Image point grounding data →
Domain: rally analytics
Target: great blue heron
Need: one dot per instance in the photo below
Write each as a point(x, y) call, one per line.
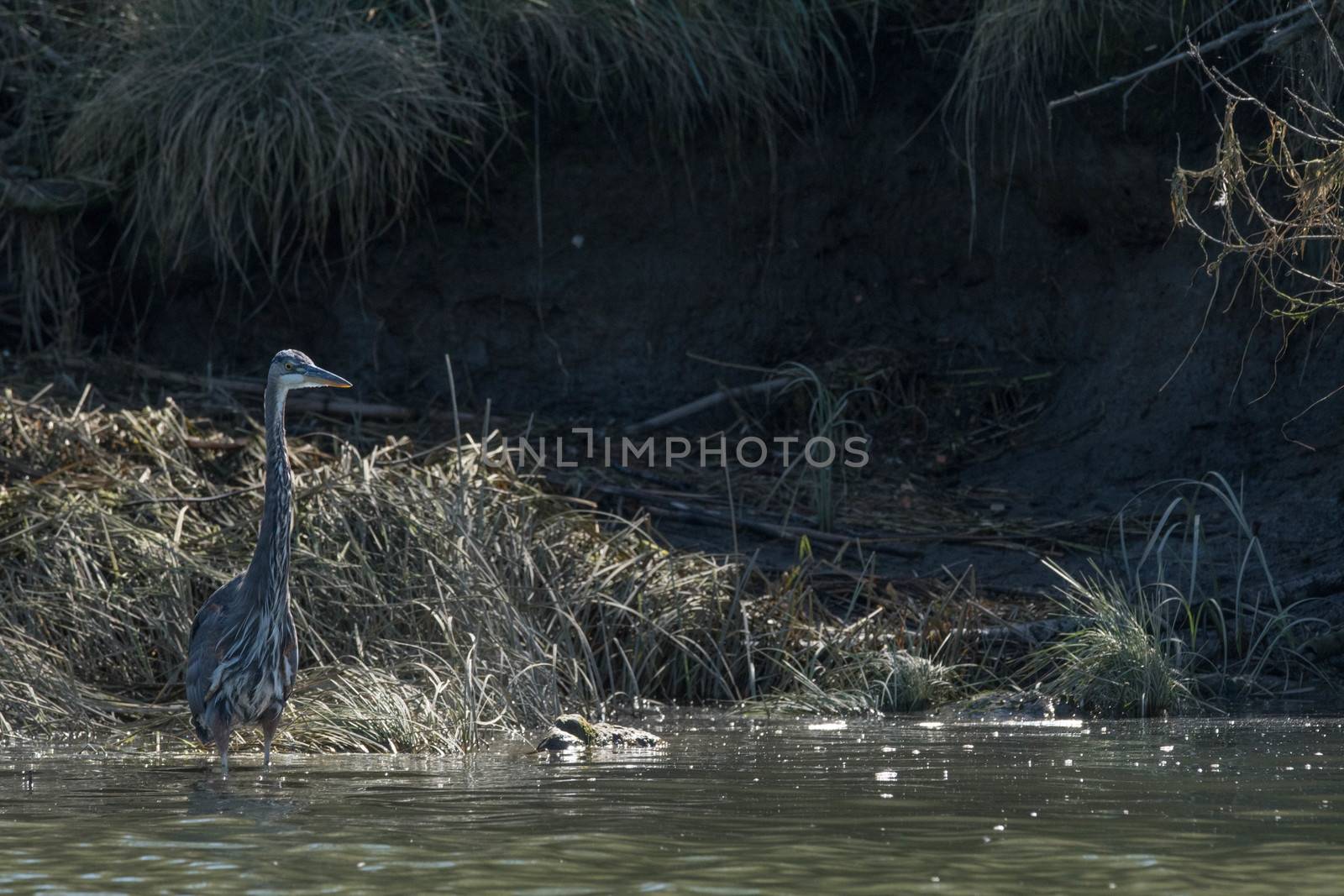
point(244, 653)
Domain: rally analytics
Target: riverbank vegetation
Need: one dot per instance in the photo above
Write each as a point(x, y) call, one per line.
point(245, 143)
point(447, 597)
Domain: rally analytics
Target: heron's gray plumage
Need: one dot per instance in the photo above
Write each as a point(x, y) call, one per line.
point(244, 652)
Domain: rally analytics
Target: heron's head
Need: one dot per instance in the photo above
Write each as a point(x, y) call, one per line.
point(295, 369)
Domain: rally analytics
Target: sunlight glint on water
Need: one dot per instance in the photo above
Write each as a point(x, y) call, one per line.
point(736, 806)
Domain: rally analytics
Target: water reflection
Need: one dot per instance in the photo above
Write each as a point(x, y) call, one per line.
point(734, 805)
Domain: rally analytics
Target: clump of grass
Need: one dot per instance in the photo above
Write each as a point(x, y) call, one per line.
point(440, 594)
point(822, 448)
point(259, 132)
point(262, 134)
point(1124, 660)
point(889, 680)
point(679, 65)
point(1198, 598)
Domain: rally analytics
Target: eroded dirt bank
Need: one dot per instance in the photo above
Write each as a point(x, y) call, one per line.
point(855, 238)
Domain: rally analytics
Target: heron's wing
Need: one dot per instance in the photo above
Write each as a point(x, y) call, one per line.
point(203, 647)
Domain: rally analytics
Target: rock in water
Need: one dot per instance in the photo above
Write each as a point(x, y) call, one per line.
point(573, 731)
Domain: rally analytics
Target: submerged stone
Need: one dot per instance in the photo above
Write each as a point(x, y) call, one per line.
point(1007, 705)
point(573, 731)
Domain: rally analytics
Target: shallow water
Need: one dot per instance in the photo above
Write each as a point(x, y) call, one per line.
point(734, 806)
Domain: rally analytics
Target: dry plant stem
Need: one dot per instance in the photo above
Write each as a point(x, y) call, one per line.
point(1305, 13)
point(443, 597)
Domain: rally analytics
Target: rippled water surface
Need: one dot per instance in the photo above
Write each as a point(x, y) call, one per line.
point(734, 806)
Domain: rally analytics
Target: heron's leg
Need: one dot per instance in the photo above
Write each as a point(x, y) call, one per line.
point(268, 730)
point(222, 741)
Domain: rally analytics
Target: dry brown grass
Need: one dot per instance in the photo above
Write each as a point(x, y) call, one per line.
point(440, 594)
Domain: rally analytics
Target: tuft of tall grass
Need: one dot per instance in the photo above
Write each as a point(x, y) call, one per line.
point(1198, 597)
point(266, 132)
point(441, 595)
point(1124, 661)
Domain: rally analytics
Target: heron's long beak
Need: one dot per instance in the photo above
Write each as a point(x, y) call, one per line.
point(318, 376)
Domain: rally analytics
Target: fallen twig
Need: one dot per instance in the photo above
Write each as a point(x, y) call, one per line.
point(709, 401)
point(1171, 60)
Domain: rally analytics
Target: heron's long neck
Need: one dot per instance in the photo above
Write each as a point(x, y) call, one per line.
point(269, 569)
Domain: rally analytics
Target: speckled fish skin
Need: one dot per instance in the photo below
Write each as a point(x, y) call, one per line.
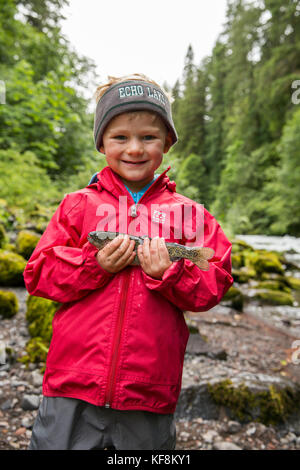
point(198, 255)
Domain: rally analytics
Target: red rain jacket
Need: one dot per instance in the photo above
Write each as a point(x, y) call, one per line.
point(119, 339)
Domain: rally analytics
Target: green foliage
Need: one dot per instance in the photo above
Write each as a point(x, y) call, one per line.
point(12, 266)
point(9, 305)
point(269, 407)
point(39, 315)
point(26, 243)
point(191, 178)
point(23, 181)
point(235, 110)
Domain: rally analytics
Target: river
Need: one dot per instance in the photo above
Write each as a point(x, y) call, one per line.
point(283, 316)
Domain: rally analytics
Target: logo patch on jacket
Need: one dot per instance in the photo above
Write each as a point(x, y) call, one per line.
point(159, 216)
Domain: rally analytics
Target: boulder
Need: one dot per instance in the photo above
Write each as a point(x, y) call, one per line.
point(9, 305)
point(235, 298)
point(242, 396)
point(12, 266)
point(273, 297)
point(26, 242)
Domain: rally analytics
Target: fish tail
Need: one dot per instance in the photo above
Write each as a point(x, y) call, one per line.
point(202, 255)
point(203, 264)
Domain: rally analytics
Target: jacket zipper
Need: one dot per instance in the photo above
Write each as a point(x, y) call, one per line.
point(118, 332)
point(116, 343)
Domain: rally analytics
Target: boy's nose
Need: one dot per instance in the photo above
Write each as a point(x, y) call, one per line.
point(135, 147)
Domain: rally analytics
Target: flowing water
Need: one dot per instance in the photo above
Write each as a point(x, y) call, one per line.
point(283, 316)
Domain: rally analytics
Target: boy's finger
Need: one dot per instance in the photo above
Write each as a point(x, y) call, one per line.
point(112, 246)
point(163, 251)
point(154, 249)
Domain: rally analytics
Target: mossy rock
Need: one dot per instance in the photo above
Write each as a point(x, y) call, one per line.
point(243, 275)
point(26, 243)
point(235, 297)
point(39, 314)
point(270, 406)
point(273, 284)
point(2, 235)
point(12, 266)
point(9, 305)
point(192, 325)
point(36, 350)
point(293, 282)
point(240, 245)
point(273, 297)
point(237, 260)
point(262, 261)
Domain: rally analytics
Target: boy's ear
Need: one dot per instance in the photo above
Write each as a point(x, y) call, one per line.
point(168, 142)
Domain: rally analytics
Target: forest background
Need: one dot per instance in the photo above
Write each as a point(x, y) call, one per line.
point(237, 114)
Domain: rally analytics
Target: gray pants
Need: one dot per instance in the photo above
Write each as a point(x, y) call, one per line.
point(71, 424)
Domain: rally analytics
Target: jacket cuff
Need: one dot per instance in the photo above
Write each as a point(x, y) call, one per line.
point(170, 277)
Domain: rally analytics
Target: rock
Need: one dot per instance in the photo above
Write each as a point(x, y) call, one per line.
point(210, 436)
point(20, 431)
point(36, 378)
point(26, 242)
point(30, 402)
point(12, 267)
point(233, 427)
point(273, 297)
point(243, 396)
point(224, 445)
point(9, 305)
point(196, 345)
point(6, 405)
point(27, 423)
point(235, 298)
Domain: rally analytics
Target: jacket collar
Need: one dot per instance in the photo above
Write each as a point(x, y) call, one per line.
point(111, 181)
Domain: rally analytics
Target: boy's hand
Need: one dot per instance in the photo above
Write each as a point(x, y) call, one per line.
point(117, 254)
point(154, 257)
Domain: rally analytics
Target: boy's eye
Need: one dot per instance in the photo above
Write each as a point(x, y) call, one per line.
point(120, 137)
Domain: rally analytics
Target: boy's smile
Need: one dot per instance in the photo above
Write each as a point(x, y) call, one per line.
point(134, 144)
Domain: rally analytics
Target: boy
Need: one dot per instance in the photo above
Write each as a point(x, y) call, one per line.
point(114, 367)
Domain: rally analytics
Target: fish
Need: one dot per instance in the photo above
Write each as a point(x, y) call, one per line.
point(198, 255)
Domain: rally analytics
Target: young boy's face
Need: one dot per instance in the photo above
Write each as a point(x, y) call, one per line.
point(134, 144)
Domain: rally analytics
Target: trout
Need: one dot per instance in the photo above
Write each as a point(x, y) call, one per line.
point(198, 255)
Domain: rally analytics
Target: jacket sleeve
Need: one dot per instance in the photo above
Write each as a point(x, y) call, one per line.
point(60, 268)
point(190, 288)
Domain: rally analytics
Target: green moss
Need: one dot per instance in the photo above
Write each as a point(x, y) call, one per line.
point(2, 235)
point(236, 298)
point(39, 316)
point(36, 350)
point(12, 266)
point(273, 297)
point(271, 406)
point(237, 260)
point(243, 275)
point(293, 282)
point(26, 243)
point(262, 261)
point(240, 245)
point(273, 284)
point(8, 304)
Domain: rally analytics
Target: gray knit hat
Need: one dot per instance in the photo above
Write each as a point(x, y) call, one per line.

PROBLEM TO SOLVE →
Each line of the entries where the string "gray" occurs should be shown.

RESPONSE BELOW →
Target: heron's gray plumage
Target: gray pants
Target: gray knit hat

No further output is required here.